(Coordinate annotation records)
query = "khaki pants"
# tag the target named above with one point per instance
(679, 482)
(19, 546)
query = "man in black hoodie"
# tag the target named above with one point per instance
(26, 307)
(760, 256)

Instructions for the task
Rewrite every row above, replacing each occurrence of "target" with "object" and keeping all other text unchanged.

Answer to this exercise
query = "khaki pants"
# tag the object named above with one point per instance
(679, 482)
(19, 546)
query = "man in black hoodie"
# tag the object named above with one point per instance
(26, 307)
(760, 256)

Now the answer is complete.